■ 任务要求 ■
请把下面所有行原样重写一遍，请求也要保留，并将答案中的每个坐标值按1.85倍缩放后四舍五入为整数（.5一律进位），请求及其中格式示例里的数字保持不变，答案中不要包含图片。

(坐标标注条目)

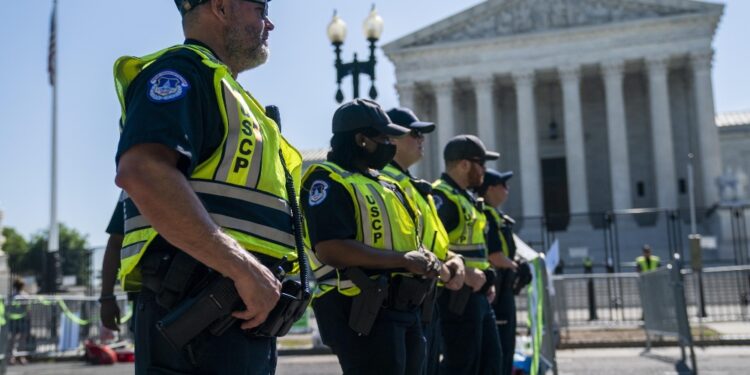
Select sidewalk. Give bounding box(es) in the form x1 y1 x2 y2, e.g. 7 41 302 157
7 346 750 375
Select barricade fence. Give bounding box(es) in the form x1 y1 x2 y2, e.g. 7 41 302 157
0 295 133 358
516 266 750 329
640 262 697 374
514 205 750 274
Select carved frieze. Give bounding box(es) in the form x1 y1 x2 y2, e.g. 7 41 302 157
406 0 695 47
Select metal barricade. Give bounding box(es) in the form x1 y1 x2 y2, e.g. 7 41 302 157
2 295 132 360
552 273 641 328
683 266 750 322
640 262 698 374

■ 解答 ■
Select sidewalk. Give bounding box(es) in the form x1 y1 x2 y2, e.g. 7 41 302 157
13 640 1388 694
Select barricade fence. Give bounding box(es) in the form x1 y1 x2 y2, e.g. 7 41 302 157
0 546 246 662
955 492 1388 609
1184 485 1289 692
951 379 1388 507
Select carved frieze. Give bounding box(es) in the form x1 y1 x2 y2, e.g. 7 41 302 157
751 0 1286 87
Select metal barricade. Give bounding box(es) in the form x1 y1 x2 y2, e.g. 7 41 302 157
4 546 244 666
1021 505 1186 607
1264 492 1388 596
1184 485 1291 692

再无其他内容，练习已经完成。